## begin The records

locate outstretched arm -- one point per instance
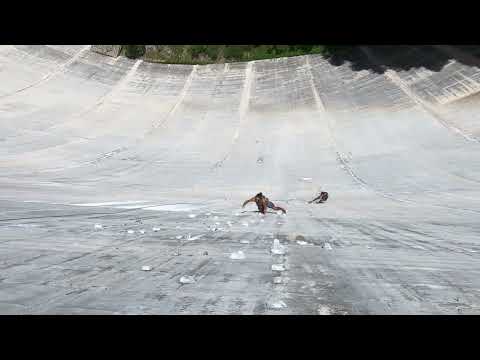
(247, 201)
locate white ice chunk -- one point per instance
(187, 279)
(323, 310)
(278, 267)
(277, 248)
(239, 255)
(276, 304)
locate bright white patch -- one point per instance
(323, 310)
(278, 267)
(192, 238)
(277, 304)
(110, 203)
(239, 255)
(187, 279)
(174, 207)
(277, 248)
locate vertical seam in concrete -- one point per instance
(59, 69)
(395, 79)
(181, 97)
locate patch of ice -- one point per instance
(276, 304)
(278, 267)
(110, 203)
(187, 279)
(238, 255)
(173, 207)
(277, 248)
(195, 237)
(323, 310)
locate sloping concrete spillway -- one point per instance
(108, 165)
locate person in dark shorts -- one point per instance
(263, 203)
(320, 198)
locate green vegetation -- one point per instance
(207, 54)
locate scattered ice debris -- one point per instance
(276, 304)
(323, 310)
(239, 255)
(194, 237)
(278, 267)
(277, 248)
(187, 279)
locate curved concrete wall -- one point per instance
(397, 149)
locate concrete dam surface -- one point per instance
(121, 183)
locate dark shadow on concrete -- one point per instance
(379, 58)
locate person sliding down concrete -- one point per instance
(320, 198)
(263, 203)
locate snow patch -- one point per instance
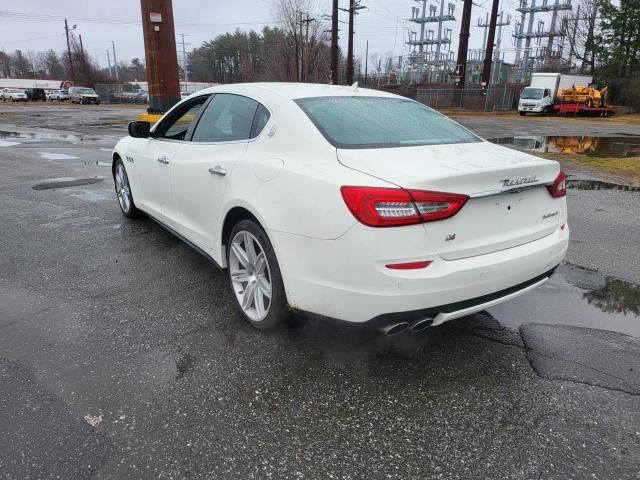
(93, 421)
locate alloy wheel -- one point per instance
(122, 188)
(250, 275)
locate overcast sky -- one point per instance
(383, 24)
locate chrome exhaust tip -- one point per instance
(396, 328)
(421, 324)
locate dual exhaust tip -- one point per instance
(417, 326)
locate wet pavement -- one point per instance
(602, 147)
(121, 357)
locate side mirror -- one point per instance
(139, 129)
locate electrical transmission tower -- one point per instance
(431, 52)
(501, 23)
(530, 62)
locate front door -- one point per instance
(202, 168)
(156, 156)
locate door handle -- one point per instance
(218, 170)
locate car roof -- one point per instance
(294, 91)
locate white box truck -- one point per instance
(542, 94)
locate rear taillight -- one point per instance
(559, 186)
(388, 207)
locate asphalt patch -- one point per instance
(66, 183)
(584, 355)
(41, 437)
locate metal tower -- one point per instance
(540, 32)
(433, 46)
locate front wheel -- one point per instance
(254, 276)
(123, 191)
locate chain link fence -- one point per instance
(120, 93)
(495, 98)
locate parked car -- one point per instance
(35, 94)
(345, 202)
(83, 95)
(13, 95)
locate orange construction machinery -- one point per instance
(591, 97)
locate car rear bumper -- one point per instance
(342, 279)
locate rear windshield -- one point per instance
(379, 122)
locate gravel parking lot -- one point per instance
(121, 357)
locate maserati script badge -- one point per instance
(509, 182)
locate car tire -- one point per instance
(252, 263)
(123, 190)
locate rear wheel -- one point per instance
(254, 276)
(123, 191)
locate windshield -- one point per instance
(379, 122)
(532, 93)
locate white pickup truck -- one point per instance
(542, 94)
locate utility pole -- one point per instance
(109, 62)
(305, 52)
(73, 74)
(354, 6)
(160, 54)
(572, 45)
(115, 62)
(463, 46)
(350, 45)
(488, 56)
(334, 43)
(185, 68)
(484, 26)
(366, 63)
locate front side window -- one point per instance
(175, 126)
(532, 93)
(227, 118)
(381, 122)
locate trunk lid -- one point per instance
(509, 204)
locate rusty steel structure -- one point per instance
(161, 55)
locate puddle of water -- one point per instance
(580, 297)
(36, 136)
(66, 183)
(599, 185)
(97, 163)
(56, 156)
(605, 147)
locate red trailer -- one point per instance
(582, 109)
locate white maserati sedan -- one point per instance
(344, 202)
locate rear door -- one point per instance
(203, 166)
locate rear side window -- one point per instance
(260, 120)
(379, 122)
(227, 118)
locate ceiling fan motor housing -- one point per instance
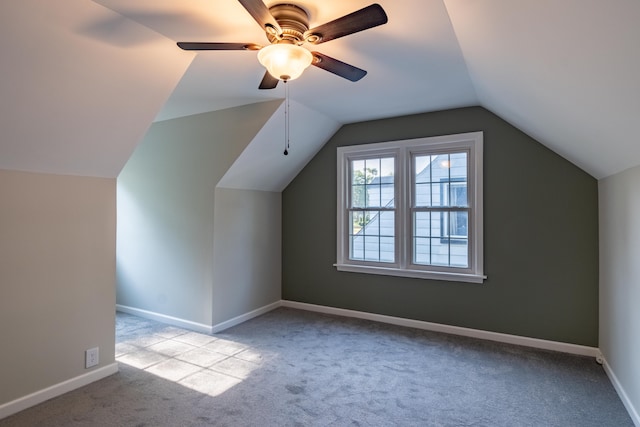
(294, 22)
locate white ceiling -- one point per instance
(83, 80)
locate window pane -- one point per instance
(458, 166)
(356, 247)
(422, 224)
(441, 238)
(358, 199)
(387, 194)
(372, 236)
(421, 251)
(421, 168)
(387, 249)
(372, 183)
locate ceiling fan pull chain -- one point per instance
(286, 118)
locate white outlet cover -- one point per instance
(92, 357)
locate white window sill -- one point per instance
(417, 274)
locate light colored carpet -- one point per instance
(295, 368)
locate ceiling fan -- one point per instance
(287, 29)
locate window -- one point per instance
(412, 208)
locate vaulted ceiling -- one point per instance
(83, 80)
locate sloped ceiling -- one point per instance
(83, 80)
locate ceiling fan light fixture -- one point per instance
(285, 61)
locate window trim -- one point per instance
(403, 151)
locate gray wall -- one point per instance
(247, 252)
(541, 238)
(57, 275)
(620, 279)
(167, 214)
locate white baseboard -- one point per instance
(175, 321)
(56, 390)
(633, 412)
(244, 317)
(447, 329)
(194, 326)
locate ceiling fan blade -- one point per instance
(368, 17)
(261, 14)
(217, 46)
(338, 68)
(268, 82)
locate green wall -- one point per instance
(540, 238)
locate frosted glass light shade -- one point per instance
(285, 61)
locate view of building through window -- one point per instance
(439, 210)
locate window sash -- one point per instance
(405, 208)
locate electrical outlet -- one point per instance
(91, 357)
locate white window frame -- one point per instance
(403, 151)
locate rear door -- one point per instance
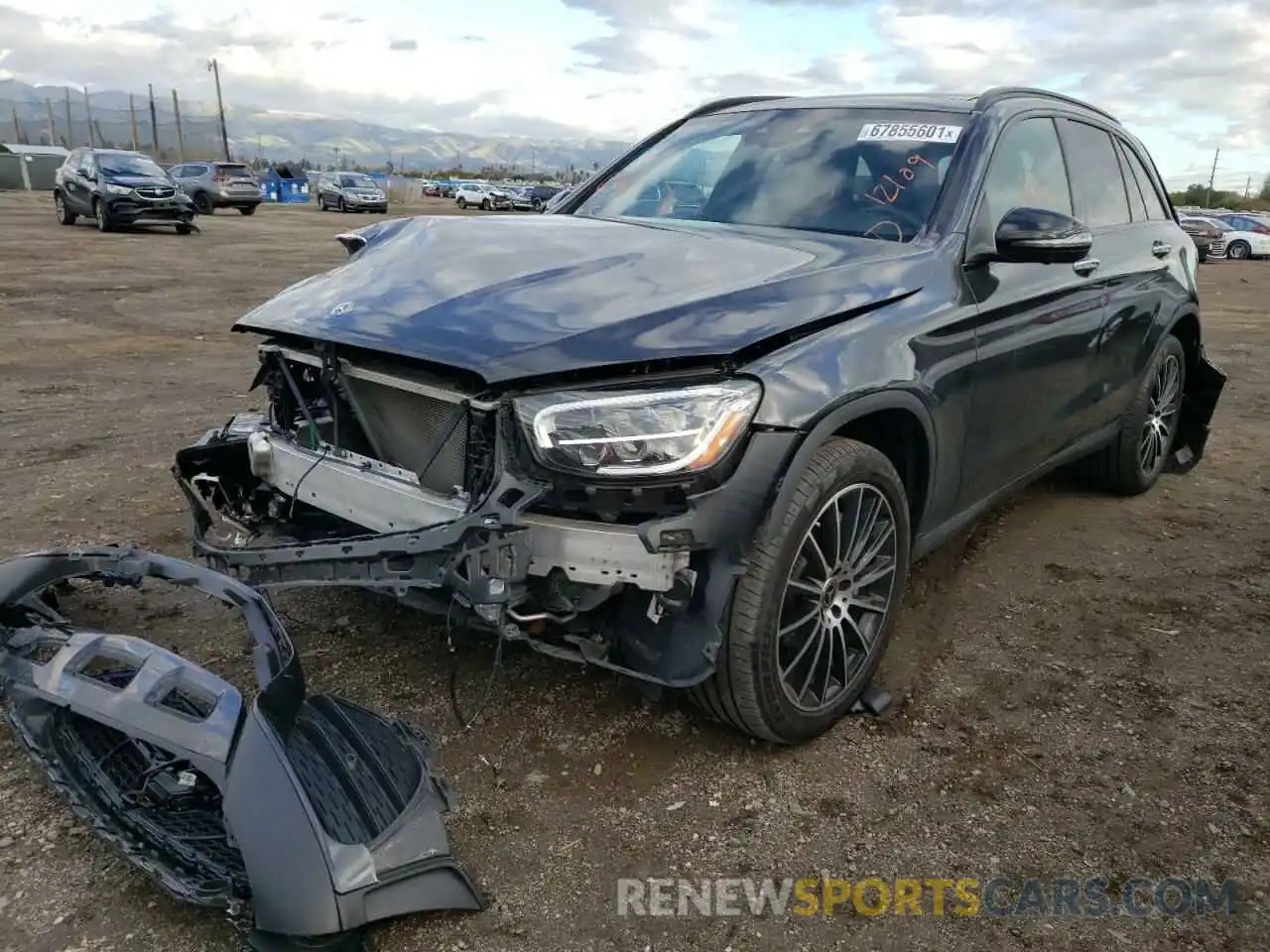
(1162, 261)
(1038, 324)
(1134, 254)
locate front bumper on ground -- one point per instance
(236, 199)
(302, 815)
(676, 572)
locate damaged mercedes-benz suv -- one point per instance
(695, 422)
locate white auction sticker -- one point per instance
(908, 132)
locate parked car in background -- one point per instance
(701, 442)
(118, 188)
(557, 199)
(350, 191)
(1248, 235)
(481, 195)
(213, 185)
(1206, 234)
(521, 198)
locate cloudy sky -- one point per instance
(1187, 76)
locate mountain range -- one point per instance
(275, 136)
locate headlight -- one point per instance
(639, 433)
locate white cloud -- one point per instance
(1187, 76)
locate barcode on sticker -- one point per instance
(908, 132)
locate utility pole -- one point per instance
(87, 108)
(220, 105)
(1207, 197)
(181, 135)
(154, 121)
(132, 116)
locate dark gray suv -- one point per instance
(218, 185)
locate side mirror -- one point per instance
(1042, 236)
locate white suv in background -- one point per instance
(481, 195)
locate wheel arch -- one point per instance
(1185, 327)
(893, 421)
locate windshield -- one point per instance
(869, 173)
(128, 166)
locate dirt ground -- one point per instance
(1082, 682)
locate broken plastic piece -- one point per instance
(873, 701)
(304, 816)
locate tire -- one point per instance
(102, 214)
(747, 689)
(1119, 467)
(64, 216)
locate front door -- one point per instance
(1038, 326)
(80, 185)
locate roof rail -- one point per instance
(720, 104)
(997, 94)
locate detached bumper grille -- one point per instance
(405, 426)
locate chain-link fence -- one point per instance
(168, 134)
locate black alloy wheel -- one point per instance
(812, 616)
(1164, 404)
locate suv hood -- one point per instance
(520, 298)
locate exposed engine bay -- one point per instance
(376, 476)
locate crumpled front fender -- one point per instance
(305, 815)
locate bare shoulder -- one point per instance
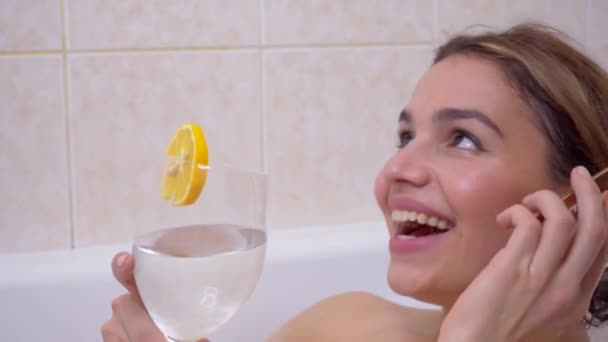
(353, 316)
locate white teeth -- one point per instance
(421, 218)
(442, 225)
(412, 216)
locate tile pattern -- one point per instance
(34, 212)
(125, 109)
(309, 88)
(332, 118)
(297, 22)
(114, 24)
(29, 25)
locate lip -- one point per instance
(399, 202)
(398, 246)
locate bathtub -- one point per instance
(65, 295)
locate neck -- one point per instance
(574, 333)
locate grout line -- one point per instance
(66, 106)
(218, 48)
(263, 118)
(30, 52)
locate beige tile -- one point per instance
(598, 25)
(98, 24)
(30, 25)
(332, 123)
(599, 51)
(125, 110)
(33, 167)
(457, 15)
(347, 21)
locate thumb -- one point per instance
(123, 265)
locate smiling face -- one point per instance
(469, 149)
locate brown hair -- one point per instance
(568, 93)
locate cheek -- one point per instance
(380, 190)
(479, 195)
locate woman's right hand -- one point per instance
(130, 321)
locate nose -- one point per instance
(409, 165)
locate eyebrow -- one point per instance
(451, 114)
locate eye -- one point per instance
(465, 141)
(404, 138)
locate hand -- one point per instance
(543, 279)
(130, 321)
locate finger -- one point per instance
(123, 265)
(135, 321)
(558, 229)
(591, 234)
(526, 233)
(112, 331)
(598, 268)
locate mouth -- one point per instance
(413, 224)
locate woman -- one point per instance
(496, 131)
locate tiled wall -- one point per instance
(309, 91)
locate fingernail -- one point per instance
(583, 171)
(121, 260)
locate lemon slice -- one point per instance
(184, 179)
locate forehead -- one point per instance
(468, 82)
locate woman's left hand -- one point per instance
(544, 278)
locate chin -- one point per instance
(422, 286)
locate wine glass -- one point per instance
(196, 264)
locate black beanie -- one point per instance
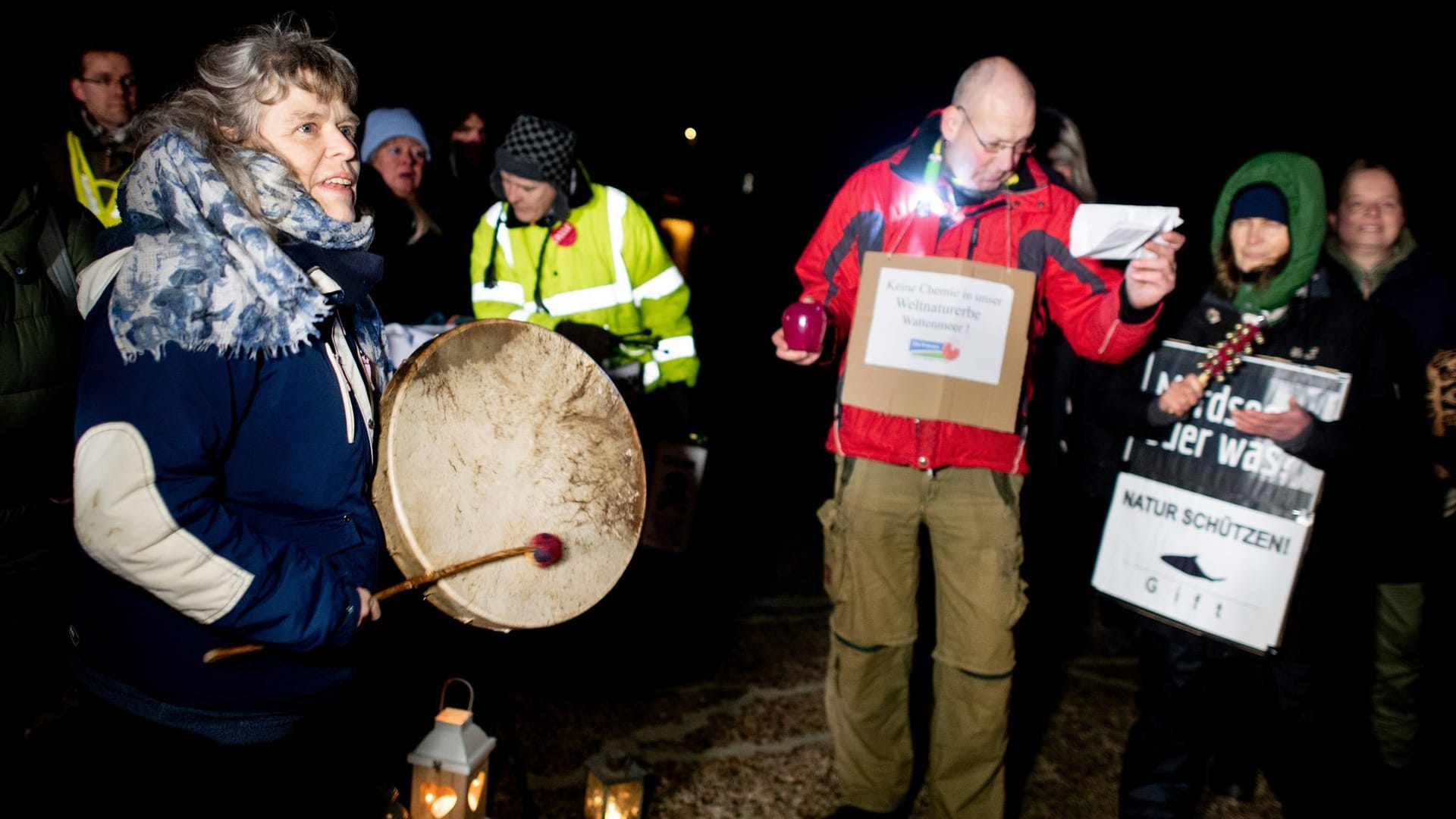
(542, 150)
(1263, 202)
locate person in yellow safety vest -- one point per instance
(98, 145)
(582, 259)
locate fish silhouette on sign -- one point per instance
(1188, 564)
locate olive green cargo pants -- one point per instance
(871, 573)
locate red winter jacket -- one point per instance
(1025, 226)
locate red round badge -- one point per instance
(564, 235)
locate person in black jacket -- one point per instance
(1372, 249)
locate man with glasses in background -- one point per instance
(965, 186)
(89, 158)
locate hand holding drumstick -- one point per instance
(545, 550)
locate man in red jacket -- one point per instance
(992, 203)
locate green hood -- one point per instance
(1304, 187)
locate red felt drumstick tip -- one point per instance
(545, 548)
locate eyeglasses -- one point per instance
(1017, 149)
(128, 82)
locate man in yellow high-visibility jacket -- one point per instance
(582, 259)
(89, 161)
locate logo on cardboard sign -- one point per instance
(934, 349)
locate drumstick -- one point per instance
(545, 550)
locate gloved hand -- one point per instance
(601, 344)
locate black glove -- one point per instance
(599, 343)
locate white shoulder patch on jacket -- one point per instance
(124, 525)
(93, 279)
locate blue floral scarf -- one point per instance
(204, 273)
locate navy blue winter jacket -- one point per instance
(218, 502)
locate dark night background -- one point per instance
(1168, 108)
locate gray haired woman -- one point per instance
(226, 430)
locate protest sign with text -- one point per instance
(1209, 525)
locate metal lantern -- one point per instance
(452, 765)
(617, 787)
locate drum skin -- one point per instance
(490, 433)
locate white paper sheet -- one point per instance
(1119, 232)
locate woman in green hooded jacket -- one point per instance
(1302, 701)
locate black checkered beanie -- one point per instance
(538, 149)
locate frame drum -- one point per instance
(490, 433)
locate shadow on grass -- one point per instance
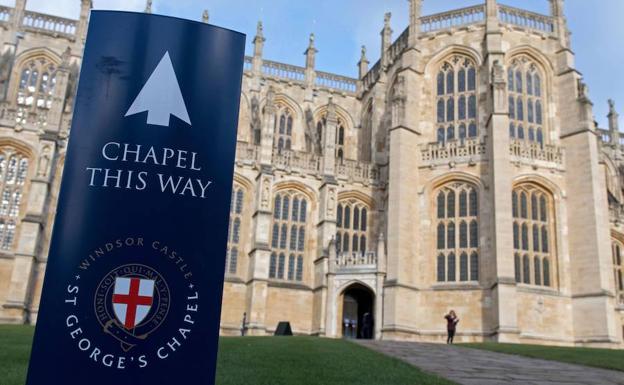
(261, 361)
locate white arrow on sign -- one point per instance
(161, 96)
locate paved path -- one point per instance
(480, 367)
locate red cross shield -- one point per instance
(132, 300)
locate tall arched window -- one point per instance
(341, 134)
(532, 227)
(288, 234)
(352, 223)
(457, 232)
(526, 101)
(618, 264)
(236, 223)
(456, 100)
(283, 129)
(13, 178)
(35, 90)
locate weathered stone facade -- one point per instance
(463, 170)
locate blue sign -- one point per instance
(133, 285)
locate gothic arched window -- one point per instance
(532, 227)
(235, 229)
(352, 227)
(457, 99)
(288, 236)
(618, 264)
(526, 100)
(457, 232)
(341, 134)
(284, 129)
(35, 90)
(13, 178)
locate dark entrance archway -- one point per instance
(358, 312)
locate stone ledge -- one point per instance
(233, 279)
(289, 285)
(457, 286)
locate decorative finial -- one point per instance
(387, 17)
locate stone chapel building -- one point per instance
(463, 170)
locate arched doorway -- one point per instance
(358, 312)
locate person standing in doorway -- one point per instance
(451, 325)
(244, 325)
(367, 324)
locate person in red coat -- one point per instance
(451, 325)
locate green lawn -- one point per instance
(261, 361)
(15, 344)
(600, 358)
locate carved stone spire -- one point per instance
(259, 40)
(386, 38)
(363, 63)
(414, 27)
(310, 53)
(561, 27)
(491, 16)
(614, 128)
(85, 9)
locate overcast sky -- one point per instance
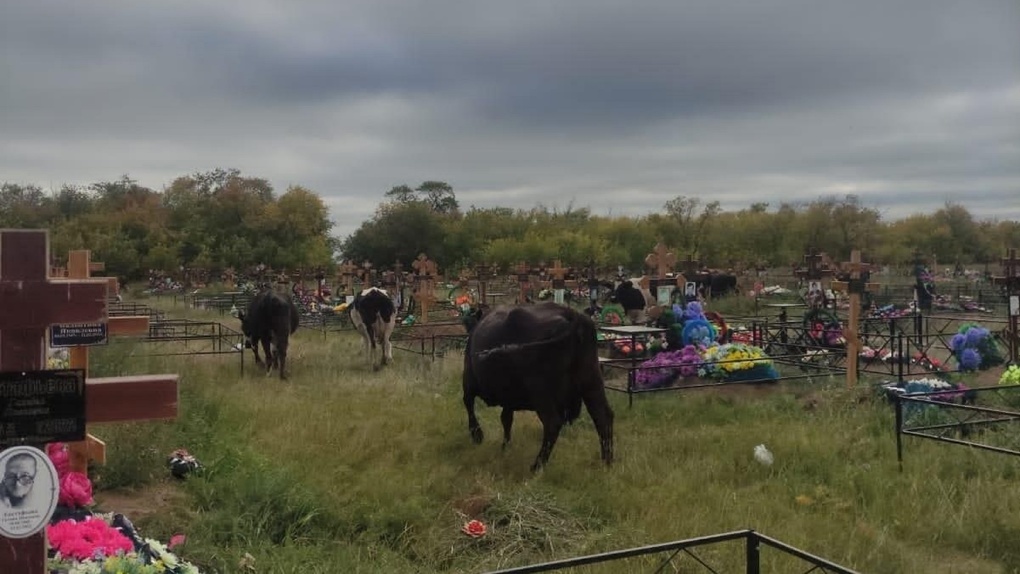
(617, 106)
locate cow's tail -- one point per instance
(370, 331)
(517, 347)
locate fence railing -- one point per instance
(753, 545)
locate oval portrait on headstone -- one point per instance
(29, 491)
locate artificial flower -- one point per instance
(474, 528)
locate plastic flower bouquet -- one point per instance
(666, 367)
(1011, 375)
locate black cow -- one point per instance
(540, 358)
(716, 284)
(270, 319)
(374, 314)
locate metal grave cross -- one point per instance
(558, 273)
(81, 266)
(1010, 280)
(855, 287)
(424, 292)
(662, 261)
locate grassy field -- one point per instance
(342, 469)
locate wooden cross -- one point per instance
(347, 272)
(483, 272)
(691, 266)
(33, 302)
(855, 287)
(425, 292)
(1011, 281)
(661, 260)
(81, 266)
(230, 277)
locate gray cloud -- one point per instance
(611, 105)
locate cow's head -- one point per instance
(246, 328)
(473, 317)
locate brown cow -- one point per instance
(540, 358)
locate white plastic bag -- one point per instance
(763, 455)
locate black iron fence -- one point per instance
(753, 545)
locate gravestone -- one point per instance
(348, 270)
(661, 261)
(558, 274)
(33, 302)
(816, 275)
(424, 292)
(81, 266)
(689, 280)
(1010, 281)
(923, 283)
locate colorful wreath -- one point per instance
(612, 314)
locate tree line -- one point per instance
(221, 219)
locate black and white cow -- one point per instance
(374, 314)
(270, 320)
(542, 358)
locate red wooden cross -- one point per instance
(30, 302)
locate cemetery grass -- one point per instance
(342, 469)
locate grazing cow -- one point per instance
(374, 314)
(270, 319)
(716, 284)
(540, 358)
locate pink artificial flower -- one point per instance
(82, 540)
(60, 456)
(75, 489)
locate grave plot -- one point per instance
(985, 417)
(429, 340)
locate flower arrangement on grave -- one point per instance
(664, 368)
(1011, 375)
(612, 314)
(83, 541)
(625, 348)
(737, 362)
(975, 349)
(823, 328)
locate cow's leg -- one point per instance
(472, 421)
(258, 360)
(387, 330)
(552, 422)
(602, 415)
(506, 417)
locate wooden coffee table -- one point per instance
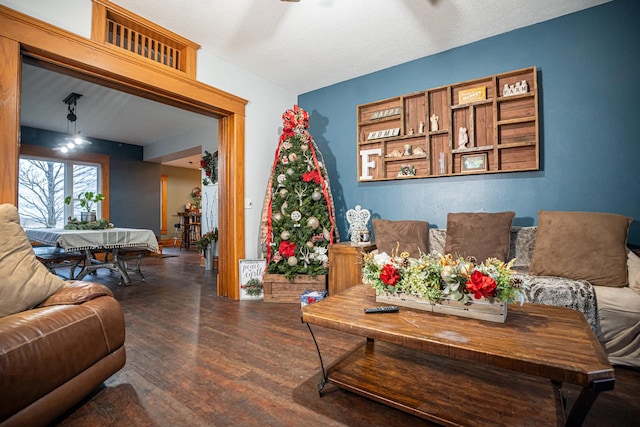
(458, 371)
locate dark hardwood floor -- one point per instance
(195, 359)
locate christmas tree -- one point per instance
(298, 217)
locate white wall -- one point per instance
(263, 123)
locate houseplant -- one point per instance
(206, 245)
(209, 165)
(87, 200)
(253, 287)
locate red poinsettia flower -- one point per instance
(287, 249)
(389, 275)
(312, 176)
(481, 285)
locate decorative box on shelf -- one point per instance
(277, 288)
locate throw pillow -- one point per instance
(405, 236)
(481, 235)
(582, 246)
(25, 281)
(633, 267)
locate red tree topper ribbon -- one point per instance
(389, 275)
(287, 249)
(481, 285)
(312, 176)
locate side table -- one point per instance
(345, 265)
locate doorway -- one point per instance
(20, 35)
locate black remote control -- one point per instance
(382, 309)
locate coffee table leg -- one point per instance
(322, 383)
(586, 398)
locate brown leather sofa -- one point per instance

## end The records

* [Problem to work on]:
Reproduce the listing above exactly from the line containing "locate white wall -- one point per instance" through its last line, with both of those lines included.

* [Task result]:
locate white wall -- one point per instance
(263, 123)
locate houseplant -- one point per instance
(206, 245)
(209, 165)
(87, 200)
(253, 287)
locate red poinsettia flower -- one point per instance
(287, 249)
(389, 275)
(312, 176)
(481, 285)
locate decorative box on shelf -- one point per instance
(277, 288)
locate throw pillow -- one point per instance
(405, 236)
(481, 235)
(582, 246)
(25, 281)
(633, 267)
locate red tree topper ribbon -- one point per instance
(389, 275)
(287, 249)
(481, 285)
(312, 176)
locate side table -- one point per instance
(345, 265)
locate doorway -- one point per instance
(20, 35)
locate black remote control -- one point per instance
(382, 309)
locate coffee table leg -- one point per instance
(322, 383)
(586, 398)
locate brown leather sofa -- one point per instance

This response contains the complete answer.